Work required: Copy the data below exactly, omitting any picture it contains.

Records for this task:

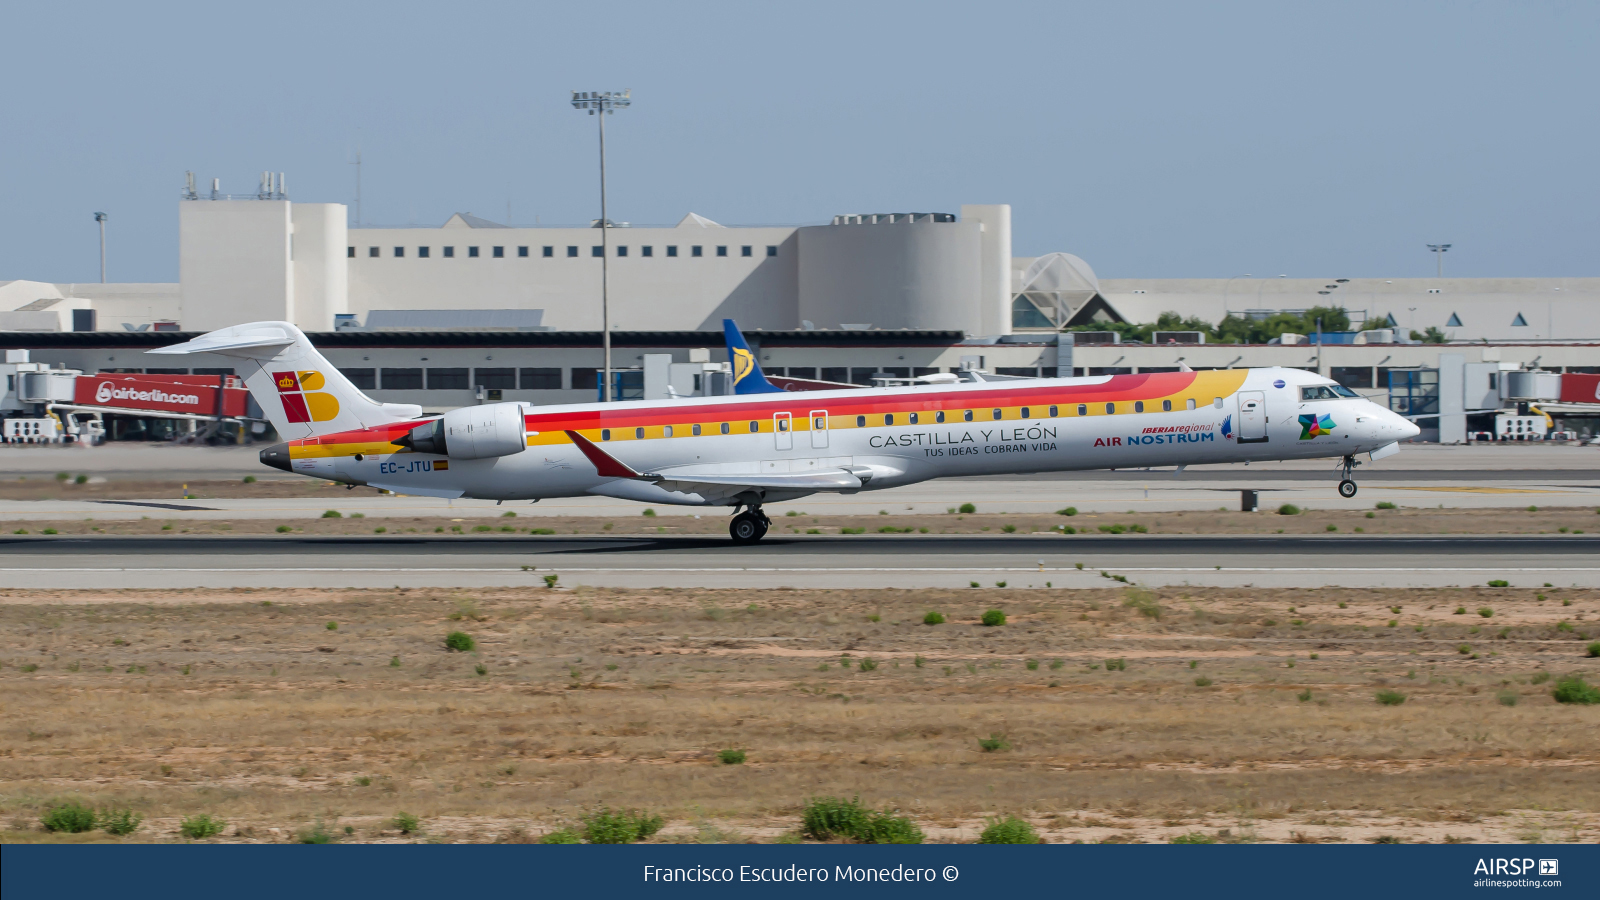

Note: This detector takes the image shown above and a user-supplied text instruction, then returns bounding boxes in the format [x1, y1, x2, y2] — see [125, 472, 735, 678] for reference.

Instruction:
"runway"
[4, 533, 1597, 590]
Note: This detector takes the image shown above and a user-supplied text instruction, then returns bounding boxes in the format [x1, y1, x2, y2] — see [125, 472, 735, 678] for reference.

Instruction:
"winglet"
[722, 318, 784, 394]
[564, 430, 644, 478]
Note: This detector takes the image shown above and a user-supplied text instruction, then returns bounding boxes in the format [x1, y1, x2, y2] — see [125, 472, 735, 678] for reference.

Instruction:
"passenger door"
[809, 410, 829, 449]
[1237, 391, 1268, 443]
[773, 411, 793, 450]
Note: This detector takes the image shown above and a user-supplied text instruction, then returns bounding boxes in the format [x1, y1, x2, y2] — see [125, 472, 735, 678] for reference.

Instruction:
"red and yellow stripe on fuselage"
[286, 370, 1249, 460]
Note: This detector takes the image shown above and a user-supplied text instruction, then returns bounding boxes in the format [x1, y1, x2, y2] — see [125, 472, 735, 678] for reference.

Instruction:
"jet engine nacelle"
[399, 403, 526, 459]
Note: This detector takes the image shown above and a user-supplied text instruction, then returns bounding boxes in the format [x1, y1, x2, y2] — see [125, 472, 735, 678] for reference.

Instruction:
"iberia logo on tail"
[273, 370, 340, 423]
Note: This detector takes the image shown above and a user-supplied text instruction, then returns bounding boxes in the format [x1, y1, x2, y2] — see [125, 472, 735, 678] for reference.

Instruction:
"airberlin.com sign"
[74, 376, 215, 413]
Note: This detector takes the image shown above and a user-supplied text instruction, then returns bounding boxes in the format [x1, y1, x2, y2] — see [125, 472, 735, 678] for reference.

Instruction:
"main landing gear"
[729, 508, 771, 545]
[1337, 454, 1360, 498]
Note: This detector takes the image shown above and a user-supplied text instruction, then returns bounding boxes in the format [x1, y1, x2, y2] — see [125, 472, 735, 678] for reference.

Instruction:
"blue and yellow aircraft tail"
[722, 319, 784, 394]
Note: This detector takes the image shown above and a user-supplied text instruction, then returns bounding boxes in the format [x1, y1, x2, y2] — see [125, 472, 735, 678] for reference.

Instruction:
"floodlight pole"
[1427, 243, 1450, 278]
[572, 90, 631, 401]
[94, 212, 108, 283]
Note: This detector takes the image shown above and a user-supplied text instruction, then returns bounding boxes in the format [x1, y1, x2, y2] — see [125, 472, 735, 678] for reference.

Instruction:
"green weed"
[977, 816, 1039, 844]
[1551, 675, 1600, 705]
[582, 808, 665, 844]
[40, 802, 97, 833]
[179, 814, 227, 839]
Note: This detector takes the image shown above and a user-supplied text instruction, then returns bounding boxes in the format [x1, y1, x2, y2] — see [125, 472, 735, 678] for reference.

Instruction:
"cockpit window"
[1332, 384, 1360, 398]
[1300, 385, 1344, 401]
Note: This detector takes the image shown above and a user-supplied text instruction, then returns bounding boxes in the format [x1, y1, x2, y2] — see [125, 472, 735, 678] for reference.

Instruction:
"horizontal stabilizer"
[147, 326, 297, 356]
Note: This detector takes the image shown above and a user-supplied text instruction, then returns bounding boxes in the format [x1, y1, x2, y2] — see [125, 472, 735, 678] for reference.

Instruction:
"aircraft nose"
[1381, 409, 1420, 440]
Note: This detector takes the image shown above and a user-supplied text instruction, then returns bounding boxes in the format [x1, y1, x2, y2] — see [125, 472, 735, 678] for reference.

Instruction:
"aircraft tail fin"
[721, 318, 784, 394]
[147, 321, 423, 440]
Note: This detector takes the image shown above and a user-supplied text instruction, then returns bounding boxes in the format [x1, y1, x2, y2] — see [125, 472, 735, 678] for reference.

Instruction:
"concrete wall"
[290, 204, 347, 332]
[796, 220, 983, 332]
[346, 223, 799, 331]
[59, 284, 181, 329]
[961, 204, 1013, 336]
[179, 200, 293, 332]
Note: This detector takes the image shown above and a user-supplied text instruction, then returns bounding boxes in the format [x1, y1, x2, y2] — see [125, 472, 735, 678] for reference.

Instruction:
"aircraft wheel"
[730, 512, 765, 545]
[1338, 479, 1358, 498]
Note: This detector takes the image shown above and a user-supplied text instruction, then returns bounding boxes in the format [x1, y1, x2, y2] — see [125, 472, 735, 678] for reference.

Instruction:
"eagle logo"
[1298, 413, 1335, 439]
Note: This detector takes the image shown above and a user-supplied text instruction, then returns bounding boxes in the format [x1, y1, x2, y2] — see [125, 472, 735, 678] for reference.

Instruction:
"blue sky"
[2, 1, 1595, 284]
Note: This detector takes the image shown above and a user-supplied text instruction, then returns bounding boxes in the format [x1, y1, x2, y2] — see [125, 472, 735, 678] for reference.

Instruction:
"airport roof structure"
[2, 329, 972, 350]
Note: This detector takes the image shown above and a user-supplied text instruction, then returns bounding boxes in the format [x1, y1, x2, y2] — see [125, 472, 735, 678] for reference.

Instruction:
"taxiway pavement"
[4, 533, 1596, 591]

Response:
Note: This detector takes the image shown above and a user-supplied text instruction, then returns bounding boxes in the format [x1, y1, x2, y2] — see [125, 472, 735, 678] for reference.

Instruction:
"runway"
[4, 533, 1597, 590]
Note: This detector takes the image shown above and a user-supplied text instruction, then returns bounding boxes in the format [x1, y1, x2, y2] — see [125, 472, 735, 678] for reference.

Instruction:
"winglet"
[722, 318, 784, 394]
[564, 430, 644, 478]
Note: This detector takes the image shown above and a user-supplied text instruction, then returns bounding boxes in the format [x1, y1, x2, y2] — see [125, 472, 735, 678] for reference.

Instruction:
"passenger door"
[809, 410, 829, 449]
[1237, 391, 1268, 443]
[773, 411, 793, 450]
Note: This detector takes the image shown above and a user-supplied text instruction, then returns bounding boxes in the format [x1, y1, x2, y2] — see [125, 472, 735, 678] for reference.

Instruction:
"red and yellow stripe on fuselage"
[286, 370, 1249, 460]
Note: This detector takes the image shown above and a user-supplied text instruction, then returns bounding boxes in the format [x1, y1, x2, y2] — see [125, 472, 735, 678] for reference.

Instruction:
"jet engine nacelle"
[399, 403, 526, 459]
Note: This detector takes the image shown above and a user-supplied text instruction, then returns bounding boxes in the format [x1, y1, x2, y2] — see [125, 472, 735, 678] for reference.

Instruction:
"iberia logo on tail"
[273, 370, 340, 423]
Note: This detector takes the image shown above and a user-supplied text instruction, then returns bounding boxes in the format [x1, y1, x2, y2] — see [125, 472, 735, 678] for reference.

Instruction:
"airberlin.com sign"
[74, 376, 215, 413]
Note: This detector takes the image shown above and a user-supplied text instruction, then returns bounding boxes in the format [x1, y1, x2, y2] — see [125, 472, 735, 678] for reference.

Instruction:
"main landing gear"
[729, 508, 771, 545]
[1337, 454, 1360, 498]
Note: This detector takes the image shown above and a user-supplied text instruction, then returns bounding boxes in the format [x1, y1, x2, y2] — see [125, 472, 735, 678] for reference.

Instruction:
"blue and yellow aircraft tail"
[722, 319, 784, 394]
Note: This detector takes the image shown above and a user-supplied text instruction, then returns bounding boxes in the format [x1, y1, x2, y2] — see [125, 472, 735, 678] for reference.

Instruction:
"floodlight pole"
[1427, 243, 1450, 278]
[572, 90, 631, 401]
[94, 212, 108, 283]
Note: This detector takes the image shown above and a user-supplied text instruction, then returns bounding boxes in the format [x1, y1, x2, y2] — see [125, 472, 735, 678] for reference.

Instruction:
"green weed"
[977, 816, 1039, 844]
[1551, 675, 1600, 705]
[582, 808, 665, 844]
[40, 802, 97, 833]
[179, 814, 227, 839]
Note: This detector takes the image shown above and a user-supplied text instruction, then returns bounding boxes in the format [x1, y1, x2, y2] — see [125, 472, 735, 678] for reference.

Instruction:
"cockpit window"
[1332, 384, 1360, 398]
[1300, 385, 1344, 401]
Note: This detector takes the image shown above and a user-supplied text instruction, then returns bounding boxes in the format [x1, y1, x2, y2] — see [125, 472, 735, 678] for reference.

Instruction:
"horizontal stabilizer"
[147, 326, 297, 356]
Note: This detector takes the image shown above and a user-supplied text instruction, then returns bounding boxes in the format [x1, y1, x2, y2] — see [125, 472, 735, 678] for reference.

Instruction:
"aircraft nose"
[1381, 409, 1420, 440]
Note: This detector takes the image shown above and a user-supplied text instruction, then returns bounding boxes in the format [x1, y1, x2, y2] — see [125, 472, 735, 678] for reference.

Instruction:
"aircraft tail fin"
[721, 318, 784, 394]
[147, 321, 423, 440]
Note: This detector takes the image shown above and a user-supplied text instruction, then returns bounding boxes in the format [x1, y1, x2, y2] — see [125, 472, 735, 678] for reference.

Instruction:
"concrete wall"
[290, 204, 347, 332]
[796, 220, 983, 332]
[346, 223, 799, 331]
[59, 284, 181, 329]
[961, 204, 1013, 336]
[179, 200, 293, 332]
Note: This detector takes the image shown above and a user-supplied text instruction, then returns bounding boxes in the format [x1, y1, x2, y2] — see [125, 472, 735, 678] for reference.

Instruction:
"aircraft wheel"
[730, 512, 765, 545]
[1338, 479, 1358, 498]
Note: This detector takes the image shown above and a user-supplied text instruction, then returns bounding boxes in the format [x1, y1, x2, y2] — see [125, 472, 735, 678] for reference.

Instruction:
"eagle logo"
[1298, 413, 1335, 439]
Note: This detector takes the image shown above and a user-supplied text instruction, then returns bounding boxes in the format [x1, y1, x2, y2] — see [125, 472, 735, 678] for reference.

Instruction:
"blue sky"
[2, 1, 1595, 284]
Note: This detector takes the image shown above and a user-supplied text instruction, then returns bounding boxes in the format [x1, y1, x2, y2] — see [125, 472, 735, 678] for reference.

Instruction:
"airport roof structure"
[2, 329, 972, 350]
Note: This detector takes the image shown above and a user-supplied text instruction, then returns bounding boxes in the format [x1, y1, x2, y2] — see [125, 472, 735, 678] for reference.

Instruction:
"taxiway pavement"
[4, 533, 1596, 591]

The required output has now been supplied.